## Tareas propuestas
[a] Decida si cada afirmación concuerda con el artículo sobre los ancianos en la pandemia y responda sí o no, citando literalmente las palabras que lo deciden: (i) el artículo habla de casi 35.000 muertos en las residencias; (ii) según el artículo, los protocolos mandaban salvar primero a los viejos y enfermos; (iii) el artículo dice que «viejos» ha sido sustituido por «mayores» o «personas de edad».
[b] Resuma en dos oraciones el artículo sobre los ancianos en la pandemia.

## Texto proporcionado

Artículo de Carme Riera en La Vanguardia

Los sanitarios no tuvieron más remedio que aplicar unos protocolos terribles. Protocolos de guerra, que mandan salvar, en primer lugar, a los jóvenes, sanos y fuertes, y no a los viejos, enfermos o desvalidos. Unos protocolos estrictos y razonables, sin duda, aunque en circunstancias tan dramáticas añadían aún mayor angustia a los contagiados que no pertenecían al primer grupo. Es posible que muchos de los ancianos desconocieran tales normas, aunque tal vez las intuían. No era difícil suponerlo. Tengo el convencimiento de que más de la mitad de los casi 35.000 muertos en las residencias tendría conciencia anticipada de que estaba de sobra.

Los viejos no producen. No aportan beneficios. Todo lo contrario. Son chupópteros del sistema. Incrementan el gasto de la seguridad social y disparan con sus achaques los sanitarios. Son una excrecencia, un forúnculo, esos molestos granos de pus que la sociedad del bienestar trata de disimular.

Pese a que la longevidad, de momento, no es un delito, tal vez lo será pronto. La población del primer mundo tiene unas expectativas de vida cada vez mayores y quién sabe si no se negarán en la sanidad pública los tratamientos necesarios a los viejos, como ya algunos han denunciado no hace mucho en un hospital de Tenerife.

En este sentido, la pandemia hizo un gran favor al eliminar la carga de tantos viejos. Viejos, sí. Una palabra que, dentro de nada, como ya ha ocurrido con moro o negro, pasará a engrosar la lista de los términos políticamente incorrectos, esos que no debemos utilizar, no vayan a tildarnos de fachas.

Me parece curioso que el triunfo de los subterfugios que constituyen los eufemismos sea inversamente proporcional a la consideración que dispensamos a la realidad o realidades que encubren. Viejos ha sido sustituido por mayores o personas de edad, expresiones que se consideran menos ofensivas, pero que en absoluto palían la falta de consideración con que son tratados. Al contrario.

## Material proporcionado

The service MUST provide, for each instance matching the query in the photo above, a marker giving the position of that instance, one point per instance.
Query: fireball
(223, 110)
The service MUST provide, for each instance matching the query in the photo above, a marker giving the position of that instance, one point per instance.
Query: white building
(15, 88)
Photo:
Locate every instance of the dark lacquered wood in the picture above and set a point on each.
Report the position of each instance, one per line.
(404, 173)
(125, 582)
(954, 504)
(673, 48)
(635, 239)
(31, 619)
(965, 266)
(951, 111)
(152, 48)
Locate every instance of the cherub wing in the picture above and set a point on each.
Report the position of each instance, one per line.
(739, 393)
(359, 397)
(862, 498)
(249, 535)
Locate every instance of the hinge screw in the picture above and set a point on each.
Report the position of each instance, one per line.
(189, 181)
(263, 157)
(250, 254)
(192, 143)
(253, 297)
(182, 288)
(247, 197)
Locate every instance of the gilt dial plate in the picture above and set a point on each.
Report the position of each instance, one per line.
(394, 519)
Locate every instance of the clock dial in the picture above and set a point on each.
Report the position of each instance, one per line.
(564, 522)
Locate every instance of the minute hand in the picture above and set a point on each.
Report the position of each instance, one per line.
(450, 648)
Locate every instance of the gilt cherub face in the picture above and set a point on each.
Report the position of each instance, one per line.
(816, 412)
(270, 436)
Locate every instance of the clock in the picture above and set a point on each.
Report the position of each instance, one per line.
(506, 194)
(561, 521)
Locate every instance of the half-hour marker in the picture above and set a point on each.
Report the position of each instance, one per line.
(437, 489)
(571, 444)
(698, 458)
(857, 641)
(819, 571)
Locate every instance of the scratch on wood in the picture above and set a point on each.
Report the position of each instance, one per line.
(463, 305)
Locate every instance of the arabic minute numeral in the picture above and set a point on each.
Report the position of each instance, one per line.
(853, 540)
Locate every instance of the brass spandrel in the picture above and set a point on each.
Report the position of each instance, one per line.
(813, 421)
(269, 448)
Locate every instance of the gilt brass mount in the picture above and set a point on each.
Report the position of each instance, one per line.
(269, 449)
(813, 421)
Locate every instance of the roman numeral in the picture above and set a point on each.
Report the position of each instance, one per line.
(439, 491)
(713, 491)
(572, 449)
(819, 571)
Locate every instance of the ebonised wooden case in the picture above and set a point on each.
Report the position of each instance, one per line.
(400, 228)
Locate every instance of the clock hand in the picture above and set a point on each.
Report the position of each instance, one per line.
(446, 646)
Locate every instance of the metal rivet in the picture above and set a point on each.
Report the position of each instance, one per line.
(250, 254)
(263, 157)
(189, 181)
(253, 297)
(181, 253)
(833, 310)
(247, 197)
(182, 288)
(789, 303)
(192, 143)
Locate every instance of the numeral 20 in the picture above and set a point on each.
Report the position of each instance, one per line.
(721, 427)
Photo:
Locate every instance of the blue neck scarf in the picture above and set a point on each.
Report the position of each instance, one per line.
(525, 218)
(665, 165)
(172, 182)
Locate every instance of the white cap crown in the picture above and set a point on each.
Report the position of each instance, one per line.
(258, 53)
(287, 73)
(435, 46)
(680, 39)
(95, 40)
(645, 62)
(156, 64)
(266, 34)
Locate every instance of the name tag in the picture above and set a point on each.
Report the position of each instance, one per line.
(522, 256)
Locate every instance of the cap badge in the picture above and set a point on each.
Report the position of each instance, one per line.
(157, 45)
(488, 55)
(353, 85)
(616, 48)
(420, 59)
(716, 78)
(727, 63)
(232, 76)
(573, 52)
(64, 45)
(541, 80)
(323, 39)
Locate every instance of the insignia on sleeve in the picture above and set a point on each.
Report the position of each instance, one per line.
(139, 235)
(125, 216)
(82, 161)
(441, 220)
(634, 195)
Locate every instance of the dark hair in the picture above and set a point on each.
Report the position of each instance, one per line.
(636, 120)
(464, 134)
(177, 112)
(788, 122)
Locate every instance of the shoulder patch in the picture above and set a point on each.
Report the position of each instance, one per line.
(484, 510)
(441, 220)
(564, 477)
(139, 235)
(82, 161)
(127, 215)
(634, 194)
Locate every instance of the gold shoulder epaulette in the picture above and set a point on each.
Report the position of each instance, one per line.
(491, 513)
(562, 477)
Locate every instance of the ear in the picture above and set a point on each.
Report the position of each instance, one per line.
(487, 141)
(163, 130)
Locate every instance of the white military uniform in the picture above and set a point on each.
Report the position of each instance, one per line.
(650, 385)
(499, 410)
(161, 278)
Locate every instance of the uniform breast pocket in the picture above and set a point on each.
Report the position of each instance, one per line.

## Resultados por tarea
[a]
(i) Sí: «más de la mitad de los casi 35.000 muertos en las residencias».
(ii) No: «que mandan salvar, en primer lugar, a los jóvenes, sanos y fuertes, y no a los viejos, enfermos o desvalidos».
(iii) Sí: «Viejos ha sido sustituido por mayores o personas de edad».

[b] Durante la pandemia, los sanitarios aplicaron protocolos de guerra que daban prioridad a los jóvenes, sanos y fuertes frente a los viejos, y muchos de los fallecidos en las residencias probablemente intuían que estaban de sobra. El artículo plantea que quizá se lleguen a negar tratamientos a los viejos en la sanidad pública y sostiene que eufemismos como «mayores» o «personas de edad» no palían la falta de consideración con que se los trata.